» 36 / Yâsîn  Suresi:

Kuran Sırası: 36
İniş Sırası: 41

Abdulbaki Gölpınarlı Meali
Yâ Sîn.(36:1)
Andolsun, beyanında hikmet, hükmünde metanet olan Kur'ân'a.(36:2)
Şüphe yok ki sen, gönderilenlerdensin.(36:3)
Doğru bir yoldasın.(36:4)
Üstün ve rahîm tarafından indirilmiştir.(36:5)
Korkutman için, ataları korkutulmamış topluluğu; onlardır gafil olanlar.(36:6)
Andolsun ki onların çoğu hakkında şu söz gerçekleşmiştir: Onlardır inanmayanlar.(36:7)
Şüphe yok ki biz, boyunlarına lâleler vurduk, elleri, âdeta çenelerine kenetlendi lâlelerle, bu yüzden onlar, başlarını dimdik tutarlar.(36:8)
Ve önlerine bir set çektik, arkalarına bir set ve gözlerini bağladık da bu yüzden onlar, görmezler.(36:9)
Ve birdir onlara korkutsan da, korkutmasan da; onlar, inanmazlar.(36:10)
Sen, ancak Kur'ân'a uyan ve rahmandan, halk görmese de korkan kişiyi korkutabilirsin; müjdele onu yarlıganmayla ve güzelim bir mükâfatla!(36:11)

----

- **Alıştırmalar**
1 - Yâsîn Suresi mealinde "Şüphe yok ki biz, boyunlarına" diye başlayan ayeti, ana bilgilerini koruyarak daha kısa yazın.
2 - Yâsîn Suresi mealinden "Ve önlerine bir" ile başlayıp "güzelim bir mükâfatla!(36:11)" ile biten kısmı aynen alıntılayın.
3 - Yâsîn Suresi mealine göre aşağıdaki soruları cevaplayın.
(a) Surenin iniş sırası kaçtır?
(b) Metne göre Kur'ân kimin tarafından indirilmiştir?
(c) 36:9'da onların önlerine ve arkalarına ne çekildiği söyleniyor?
Aşağıdaki listenin yukarıdaki metinle hiçbir ilgisi yoktur.

----

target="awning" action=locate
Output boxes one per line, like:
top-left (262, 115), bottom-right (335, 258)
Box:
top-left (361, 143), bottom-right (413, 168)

----

- **Çözümlü Cevaplar**
1 - Boyunlarına vurduğumuz lâleler ellerini âdeta çenelerine kenetlediği için başlarını dimdik tutarlar.

2 -
Ve önlerine bir set çektik, arkalarına bir set ve gözlerini bağladık da bu yüzden onlar, görmezler.(36:9)
Ve birdir onlara korkutsan da, korkutmasan da; onlar, inanmazlar.(36:10)
Sen, ancak Kur'ân'a uyan ve rahmandan, halk görmese de korkan kişiyi korkutabilirsin; müjdele onu yarlıganmayla ve güzelim bir mükâfatla!(36:11)

3 -
(a) 41.
(b) Üstün ve rahîm olan tarafından.
(c) Birer set.